Soon after acquiring a patent, a patent holding company, Acceleron, sent two letters to a plaintiff, Hewlett-Packard (HP).  The letters identified the patent and the plaintiff’s product line and requested that any information on the patent that the patent owner provided “not be used for any litigation purposes.”  In the second letter, the patent owner declined the plaintiff’s request for a 120 day “stand-still” agreement (that is, an agreement not to sue).  The letters did not mention litigation or infringement, identify specific claims in the patent, or refer to licensing or litigation involving other parties.

In a thorough opinion, a district court held that the letters did not create a justiciable controversy sufficient to support the plaintiff’s declaratory judgment suit.  Hewlett-Packard Co. v. Acceleron, LLC, 601 F. Supp. 2d 581 (D. Del. 2009).

*YOUR INSTRUCTIONS*
Extend the account of the Hewlett-Packard v. Acceleron patent letters dispute from its last sentence.

*RECORDED INFORMATION*
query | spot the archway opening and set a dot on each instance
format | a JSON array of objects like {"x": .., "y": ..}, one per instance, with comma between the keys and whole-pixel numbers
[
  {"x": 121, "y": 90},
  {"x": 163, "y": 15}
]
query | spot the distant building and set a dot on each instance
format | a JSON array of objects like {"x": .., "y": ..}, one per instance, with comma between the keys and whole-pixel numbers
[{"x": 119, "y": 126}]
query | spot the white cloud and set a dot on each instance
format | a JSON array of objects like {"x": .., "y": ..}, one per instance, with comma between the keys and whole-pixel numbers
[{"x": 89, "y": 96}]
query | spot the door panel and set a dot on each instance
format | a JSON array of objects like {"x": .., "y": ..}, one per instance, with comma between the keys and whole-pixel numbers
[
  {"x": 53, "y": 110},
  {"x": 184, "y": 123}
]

*RESULT OF THE TASK*
The Federal Circuit reversed.  Under case law before the Supreme Court’s decision, MedImmune, Inc. v. Genentech, Inc., 549 U.S. 118, 127 (2007), there would have been no jurisdiction.  However, MedImmune requires a shift in jurisprudence.  See SanDisk Corp. v. STMicroelectronics, Inc., 480 F.3d 1372 (Fed. Cir. 2007).  Under the totality of the circumstances, the patent owner’s letters were “an implied assertion” of patents against the plaintiff’s products.  Those circumstances included (1) the patent owner’s status as a non-competing patent “holding company,” which benefits from patents only by asserting them, (2) the patent owner’s acts of contacting plaintiff soon after acquiring the patent, and (3) the patent owner’s refusal to agree to a standstill, which “is distinguishable from a covenant not to sue, such as that cited by the district court in Prasco, LLC, v. Medicis Pharmaceutical Corp., 537 F.3d 1329, 1341 (Fed. Cir. 2008).”
On declaratory judgment jurisdiction, see Chisum Patent Law Digest § 8126.40; Chisum on Patents § 21.02[1][d].